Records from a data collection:
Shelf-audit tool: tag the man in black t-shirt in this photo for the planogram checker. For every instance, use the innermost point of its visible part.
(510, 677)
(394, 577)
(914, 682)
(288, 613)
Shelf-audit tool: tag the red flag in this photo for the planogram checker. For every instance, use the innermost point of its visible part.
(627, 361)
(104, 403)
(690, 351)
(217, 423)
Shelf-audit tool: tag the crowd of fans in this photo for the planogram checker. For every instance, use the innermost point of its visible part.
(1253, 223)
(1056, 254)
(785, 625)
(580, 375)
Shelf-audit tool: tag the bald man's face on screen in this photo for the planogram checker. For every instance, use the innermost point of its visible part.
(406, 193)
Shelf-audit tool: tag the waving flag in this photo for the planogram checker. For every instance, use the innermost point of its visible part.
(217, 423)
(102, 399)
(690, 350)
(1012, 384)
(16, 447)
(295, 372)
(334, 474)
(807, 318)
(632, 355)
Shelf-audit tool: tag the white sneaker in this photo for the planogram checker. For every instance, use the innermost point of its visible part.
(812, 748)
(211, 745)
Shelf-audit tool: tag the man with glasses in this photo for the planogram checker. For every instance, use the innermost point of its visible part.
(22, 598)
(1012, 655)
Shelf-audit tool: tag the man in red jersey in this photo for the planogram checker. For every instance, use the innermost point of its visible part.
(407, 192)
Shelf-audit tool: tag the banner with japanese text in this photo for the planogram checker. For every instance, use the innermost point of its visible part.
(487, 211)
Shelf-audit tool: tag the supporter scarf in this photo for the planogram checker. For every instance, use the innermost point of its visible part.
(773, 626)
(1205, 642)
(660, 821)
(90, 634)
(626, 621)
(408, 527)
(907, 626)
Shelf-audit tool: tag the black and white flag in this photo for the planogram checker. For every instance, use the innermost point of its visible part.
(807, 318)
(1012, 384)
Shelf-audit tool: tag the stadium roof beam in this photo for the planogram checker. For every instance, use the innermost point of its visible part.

» Directions
For this exercise, write out all of the data exactly.

» Exercise response
Shelf-audit tool: tag the man in black t-shirt in this photo for the planogram checker. For every instance, use the innermost point of its visible part.
(510, 677)
(394, 577)
(914, 682)
(288, 613)
Shelf-audit tool: tag the red flag in this photo for the planogram checker. For every instance, use the innermost point of its visible part.
(627, 361)
(104, 403)
(690, 351)
(217, 423)
Shelf-audit tool: tag the crowd of fans in this photo for the planogram checker. For every instance, use the innermost point of its visible part.
(1253, 223)
(1056, 254)
(785, 625)
(580, 375)
Shelf-audit tool: tag the bald man's face on screen in this photo for the planogram checker. For every instance, use the innermost point of its visible part.
(406, 193)
Shelf-audit tool: tag the waving flag in this photo for the planogram checker. For every instance, use the innermost point of its visible part.
(217, 423)
(102, 399)
(690, 350)
(1012, 384)
(16, 447)
(295, 372)
(334, 474)
(807, 318)
(632, 355)
Shelf-audit tool: tag the white sneaker in this photo for the planogram checker. For every instance, use the innermost point of its visible part.
(812, 748)
(211, 745)
Shelf-audit tool: tag the man with glasses in this photo for the planogram checker. For every instance, use the innermost point of its visible part.
(22, 598)
(1012, 655)
Shelf-audit tool: tag the man in red jersey in this photo for the planogram checker. For every instance, use the innermost point of its visible part.
(407, 192)
Shelf-audit tool: tag the banner with japanese text in this photo for the planogram checker. For every instance, use the innermost point of its visible part.
(487, 211)
Shelf-audit tool: tag the supporter scarf in this photo for the planogram checker. For every instance, use the innermost point of its visible part.
(773, 626)
(1205, 642)
(660, 821)
(90, 634)
(626, 621)
(408, 527)
(907, 626)
Shelf-audit tool: tag the black and white flag in this photo for the planogram checker. For every instance, use the innermost point of its visible part.
(807, 318)
(1012, 384)
Shelf-audit tool: tag the stadium roof beam in this photo for the planogram checker. For every instance, use the innermost point of its visible part.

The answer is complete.